Problem statement –
Could you transcribe the material below exactly, without leaving out a single line?

━━ Entries provided

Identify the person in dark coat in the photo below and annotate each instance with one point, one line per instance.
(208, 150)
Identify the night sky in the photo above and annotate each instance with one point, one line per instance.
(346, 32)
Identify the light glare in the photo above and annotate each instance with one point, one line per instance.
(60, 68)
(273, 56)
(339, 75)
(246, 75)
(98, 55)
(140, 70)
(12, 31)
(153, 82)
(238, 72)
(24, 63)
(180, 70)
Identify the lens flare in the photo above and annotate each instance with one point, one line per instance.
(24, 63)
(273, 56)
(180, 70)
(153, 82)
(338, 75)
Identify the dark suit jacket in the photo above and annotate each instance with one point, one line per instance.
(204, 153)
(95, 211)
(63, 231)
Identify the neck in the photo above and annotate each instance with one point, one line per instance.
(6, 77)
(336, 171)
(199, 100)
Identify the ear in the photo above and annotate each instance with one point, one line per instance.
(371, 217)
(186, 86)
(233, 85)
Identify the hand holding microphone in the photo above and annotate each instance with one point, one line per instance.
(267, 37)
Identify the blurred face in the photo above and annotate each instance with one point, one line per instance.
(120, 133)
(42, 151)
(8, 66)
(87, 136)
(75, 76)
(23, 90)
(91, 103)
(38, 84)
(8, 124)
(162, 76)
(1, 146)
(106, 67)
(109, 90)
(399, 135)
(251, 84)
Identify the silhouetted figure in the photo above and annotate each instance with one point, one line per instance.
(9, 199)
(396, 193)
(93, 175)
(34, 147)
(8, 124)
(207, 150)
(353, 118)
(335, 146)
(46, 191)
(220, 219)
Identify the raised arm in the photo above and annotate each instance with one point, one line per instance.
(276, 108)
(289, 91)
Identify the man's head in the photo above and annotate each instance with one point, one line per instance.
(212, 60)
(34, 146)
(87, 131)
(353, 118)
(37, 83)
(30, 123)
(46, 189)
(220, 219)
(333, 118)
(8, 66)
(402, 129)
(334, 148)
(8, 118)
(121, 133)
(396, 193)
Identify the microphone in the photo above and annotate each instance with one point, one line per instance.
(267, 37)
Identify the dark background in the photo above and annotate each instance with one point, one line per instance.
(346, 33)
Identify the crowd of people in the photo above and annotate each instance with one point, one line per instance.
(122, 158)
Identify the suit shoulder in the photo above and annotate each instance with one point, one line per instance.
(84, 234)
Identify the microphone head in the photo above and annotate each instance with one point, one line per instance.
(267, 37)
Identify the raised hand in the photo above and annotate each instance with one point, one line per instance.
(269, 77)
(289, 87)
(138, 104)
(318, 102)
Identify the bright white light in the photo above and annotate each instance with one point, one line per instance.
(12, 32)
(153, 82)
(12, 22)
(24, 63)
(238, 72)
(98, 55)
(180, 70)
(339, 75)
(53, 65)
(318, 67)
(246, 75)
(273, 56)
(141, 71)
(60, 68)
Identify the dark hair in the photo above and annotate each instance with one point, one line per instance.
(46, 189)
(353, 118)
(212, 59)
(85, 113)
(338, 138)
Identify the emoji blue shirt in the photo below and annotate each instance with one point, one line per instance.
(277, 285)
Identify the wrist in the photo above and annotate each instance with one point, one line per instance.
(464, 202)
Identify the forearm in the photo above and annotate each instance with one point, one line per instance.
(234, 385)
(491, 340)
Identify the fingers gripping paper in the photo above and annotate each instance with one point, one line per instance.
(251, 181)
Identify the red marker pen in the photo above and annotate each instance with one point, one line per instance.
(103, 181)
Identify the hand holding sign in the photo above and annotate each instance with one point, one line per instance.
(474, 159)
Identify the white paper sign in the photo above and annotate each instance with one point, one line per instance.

━━━━

Answer to this task –
Identify the person in dark coat in the photo below and annotate each instance with one point, one line per instance.
(208, 150)
Identify the night sky in the photo above and annotate each instance with one point, one line per instance.
(346, 32)
Identify the light glare in the photo above and annotate each instance with one point, one line per instance.
(60, 68)
(273, 56)
(339, 75)
(246, 75)
(98, 55)
(140, 70)
(12, 31)
(153, 82)
(238, 72)
(24, 63)
(180, 70)
Identify the lens flare in the photo above and annotate each instance with one point, one line per instance.
(24, 63)
(273, 56)
(180, 70)
(153, 82)
(338, 75)
Identify the dark suit jacket in the photo above and annotate each instance with one point, one line per instance.
(204, 153)
(95, 211)
(63, 231)
Identify the neck in the photo above and annotate each instance with one point, one line per instance.
(6, 77)
(336, 171)
(199, 100)
Identify the ear in the photo above and annotate each instance with one point, one line per instance.
(371, 217)
(186, 86)
(233, 85)
Identify the hand holding microphone in the photo above and annotate each instance with one point, one line per instance.
(267, 37)
Identify the blurred face in the photo above and annotate each instance with one point, one line per instance.
(120, 133)
(42, 151)
(8, 66)
(87, 136)
(75, 76)
(23, 90)
(91, 103)
(38, 84)
(8, 124)
(162, 76)
(1, 146)
(106, 67)
(109, 90)
(399, 135)
(251, 84)
Identify the silhouetted figure in the photo above and annotate each instance with one point, one line per instance.
(9, 199)
(396, 193)
(93, 175)
(34, 147)
(8, 124)
(207, 150)
(353, 118)
(335, 146)
(46, 191)
(220, 219)
Identify the raised arm in the photo above and annotate each instance with one point, one line per instance.
(276, 108)
(289, 91)
Identify the man's head in the photo above and annotate each instance with one point, one line per instance.
(212, 60)
(34, 146)
(87, 131)
(353, 118)
(37, 83)
(30, 123)
(46, 189)
(220, 219)
(333, 118)
(8, 66)
(402, 129)
(334, 148)
(8, 118)
(121, 133)
(396, 193)
Identify the microphone in the photo above and annotate each instance with one point, one line per instance.
(267, 37)
Identify the dark background in the photo above and annotate each instance with one point, one line per instance.
(346, 33)
Identify the crowd of people in the photo above and annotate each instance with one point, one line per instance.
(122, 158)
Identify the suit shoulder in the photo above and annotate each instance with one point, one line per instance.
(84, 234)
Identify the microphone head in the photo above and annotate each instance with one point, one line per instance.
(267, 37)
Identify the raised hand in the photo above and annotate each instance with one point, one line per instance.
(269, 77)
(289, 87)
(138, 104)
(318, 102)
Identify the bright white light in the photo above and annotate each instance with one point, one line per instance.
(12, 32)
(153, 82)
(12, 22)
(24, 63)
(238, 72)
(98, 55)
(180, 70)
(339, 75)
(53, 65)
(318, 67)
(246, 75)
(273, 56)
(141, 71)
(60, 68)
Identify the dark hair in the photo above and annotate each instance with one point, one line per instance.
(46, 189)
(353, 118)
(212, 59)
(85, 113)
(338, 138)
Identify the emoji blue shirt in the photo below and annotate each instance with one point, one line per instance.
(277, 285)
Identify the wrist in the photo above and annotate each instance with one point, one line per instance.
(464, 202)
Identify the forearm in the photo above and annotate each instance with one point, one line per instance.
(234, 385)
(491, 340)
Identify the fingers gripping paper in the photo above and annotate each instance with one point, one line per instance.
(251, 181)
Identify the red marker pen in the photo above and annotate each instance with one point, one line per instance.
(103, 181)
Identify the hand holding sign in the photo above and annotate each instance with one point, one line per instance.
(474, 159)
Identify the white paper sign in the photo above and annotate each instance with one point, one line per instance.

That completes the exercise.